» WHAT IS NEEDED
Swap "yellow" for "orange" throughout the material below and reproduce it with no other changes, omitting the pictures.

==========

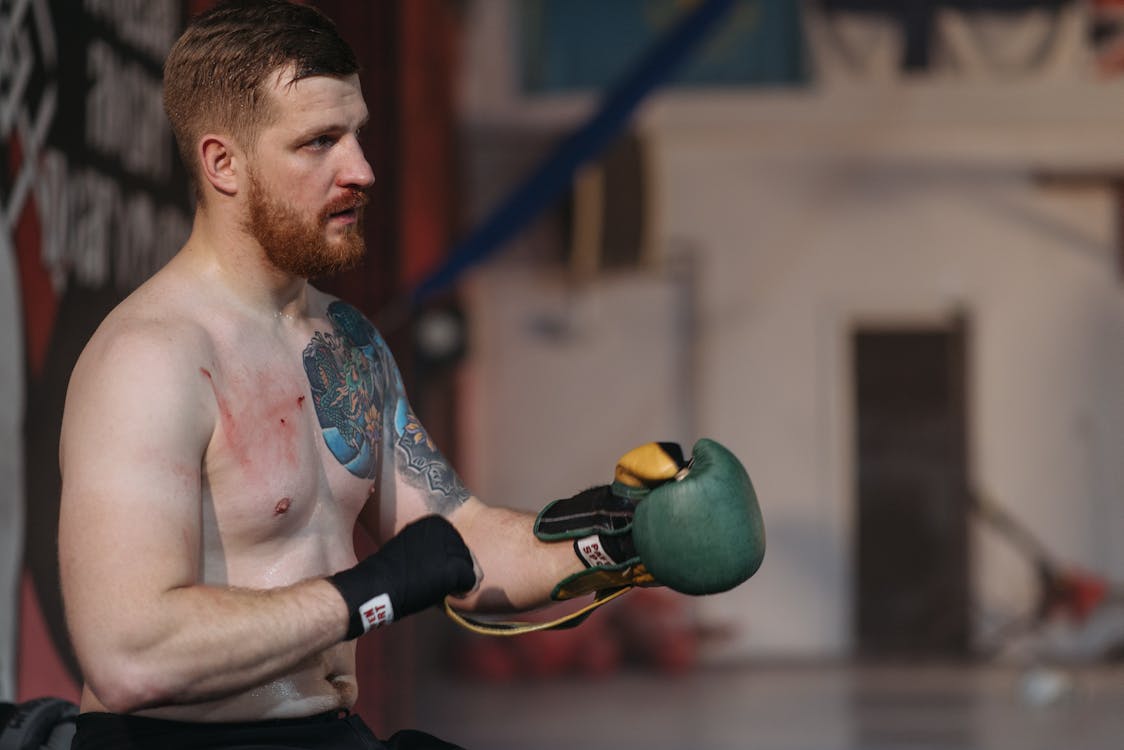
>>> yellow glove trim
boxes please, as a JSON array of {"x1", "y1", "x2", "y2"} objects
[
  {"x1": 615, "y1": 443, "x2": 680, "y2": 488},
  {"x1": 445, "y1": 586, "x2": 632, "y2": 636}
]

==========

» ANSWER TO THIS PROBLEM
>>> orange glove trim
boxes please, as a JSON array of {"x1", "y1", "x2", "y2"} objects
[
  {"x1": 615, "y1": 443, "x2": 680, "y2": 488},
  {"x1": 445, "y1": 586, "x2": 632, "y2": 636}
]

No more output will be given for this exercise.